_Brief_. Whenever the string "positive" turns up in a line of the data below, copy that line.

_Dataset excerpts_.
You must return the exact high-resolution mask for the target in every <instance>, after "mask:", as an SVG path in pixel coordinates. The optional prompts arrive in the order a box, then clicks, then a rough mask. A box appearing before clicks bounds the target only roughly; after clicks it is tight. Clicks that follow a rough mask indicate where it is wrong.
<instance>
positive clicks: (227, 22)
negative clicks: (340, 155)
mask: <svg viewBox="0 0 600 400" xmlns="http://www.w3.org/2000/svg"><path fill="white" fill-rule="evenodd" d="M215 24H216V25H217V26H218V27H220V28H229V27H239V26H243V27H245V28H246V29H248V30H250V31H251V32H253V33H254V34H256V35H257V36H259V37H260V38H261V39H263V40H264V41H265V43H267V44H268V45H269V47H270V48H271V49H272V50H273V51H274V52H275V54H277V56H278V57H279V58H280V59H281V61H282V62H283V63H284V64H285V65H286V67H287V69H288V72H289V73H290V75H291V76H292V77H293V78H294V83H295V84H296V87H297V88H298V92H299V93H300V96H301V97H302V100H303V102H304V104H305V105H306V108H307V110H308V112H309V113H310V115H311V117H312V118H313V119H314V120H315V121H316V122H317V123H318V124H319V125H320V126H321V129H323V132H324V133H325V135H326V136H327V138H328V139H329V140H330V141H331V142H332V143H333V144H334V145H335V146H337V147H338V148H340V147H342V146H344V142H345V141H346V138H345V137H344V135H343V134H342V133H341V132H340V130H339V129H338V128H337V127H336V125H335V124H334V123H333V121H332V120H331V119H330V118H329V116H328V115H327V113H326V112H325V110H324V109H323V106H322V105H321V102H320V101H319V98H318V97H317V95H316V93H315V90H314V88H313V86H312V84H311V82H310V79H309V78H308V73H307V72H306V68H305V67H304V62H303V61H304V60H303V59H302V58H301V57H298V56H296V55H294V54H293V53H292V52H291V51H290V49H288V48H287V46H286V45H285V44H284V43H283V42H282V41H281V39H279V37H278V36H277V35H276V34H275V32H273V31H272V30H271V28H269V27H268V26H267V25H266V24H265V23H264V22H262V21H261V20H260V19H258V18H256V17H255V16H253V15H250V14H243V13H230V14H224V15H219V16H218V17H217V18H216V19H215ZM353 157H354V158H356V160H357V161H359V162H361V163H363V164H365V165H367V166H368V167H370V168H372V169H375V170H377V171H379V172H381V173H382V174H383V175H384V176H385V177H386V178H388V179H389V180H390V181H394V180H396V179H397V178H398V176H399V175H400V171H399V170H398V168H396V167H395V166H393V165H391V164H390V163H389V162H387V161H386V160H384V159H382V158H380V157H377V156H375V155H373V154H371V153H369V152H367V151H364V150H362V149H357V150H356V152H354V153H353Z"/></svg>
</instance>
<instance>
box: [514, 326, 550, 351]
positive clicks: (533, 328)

_Response to the exercise_.
positive clicks: (227, 22)
positive clicks: (533, 328)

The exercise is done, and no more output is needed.